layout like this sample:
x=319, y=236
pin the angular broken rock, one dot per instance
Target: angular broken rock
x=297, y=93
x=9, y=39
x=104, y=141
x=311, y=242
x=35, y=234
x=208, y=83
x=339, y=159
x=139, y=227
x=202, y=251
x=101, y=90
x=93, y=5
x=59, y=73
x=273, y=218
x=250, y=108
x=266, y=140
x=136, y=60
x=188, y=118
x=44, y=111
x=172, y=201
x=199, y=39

==

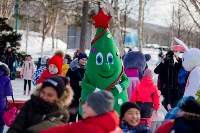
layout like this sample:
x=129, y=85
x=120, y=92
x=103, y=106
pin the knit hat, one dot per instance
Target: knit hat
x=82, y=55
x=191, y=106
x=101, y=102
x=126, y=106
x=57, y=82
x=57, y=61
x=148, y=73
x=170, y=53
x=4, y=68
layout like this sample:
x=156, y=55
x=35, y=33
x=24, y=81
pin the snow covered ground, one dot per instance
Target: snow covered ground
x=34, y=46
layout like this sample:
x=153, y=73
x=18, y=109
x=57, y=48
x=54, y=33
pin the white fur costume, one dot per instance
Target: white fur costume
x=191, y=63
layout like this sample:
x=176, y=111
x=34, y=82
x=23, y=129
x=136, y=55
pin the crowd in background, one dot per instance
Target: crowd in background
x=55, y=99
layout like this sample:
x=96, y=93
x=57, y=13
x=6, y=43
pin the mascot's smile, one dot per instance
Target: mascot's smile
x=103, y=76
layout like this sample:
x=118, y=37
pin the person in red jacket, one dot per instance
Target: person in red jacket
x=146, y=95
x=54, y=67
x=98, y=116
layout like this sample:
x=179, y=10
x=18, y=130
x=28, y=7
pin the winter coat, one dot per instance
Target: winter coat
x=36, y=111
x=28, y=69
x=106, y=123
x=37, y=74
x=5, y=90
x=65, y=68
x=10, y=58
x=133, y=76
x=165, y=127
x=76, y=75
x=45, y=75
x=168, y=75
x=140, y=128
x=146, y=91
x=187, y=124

> Problem statement
Here the job is to set down exactly the lines of the material above that fall between the one with "x=120, y=92" and the one with "pin the crowd", inclusive, and nothing beyond them.

> Solved problem
x=120, y=92
x=103, y=106
pin the knit hat, one dot per instance
Target: knit hat
x=82, y=55
x=191, y=106
x=101, y=102
x=126, y=106
x=57, y=82
x=57, y=61
x=148, y=73
x=170, y=53
x=4, y=68
layout like this sample:
x=156, y=55
x=35, y=33
x=24, y=81
pin the snow covered ground, one dot per instance
Target: snow covered ground
x=34, y=46
layout like this sample:
x=153, y=73
x=18, y=109
x=57, y=48
x=54, y=33
pin the white fur costume, one dot per instance
Target: white fur costume
x=191, y=63
layout like this sample:
x=176, y=111
x=34, y=82
x=23, y=129
x=136, y=55
pin the crowd in background, one dot per instance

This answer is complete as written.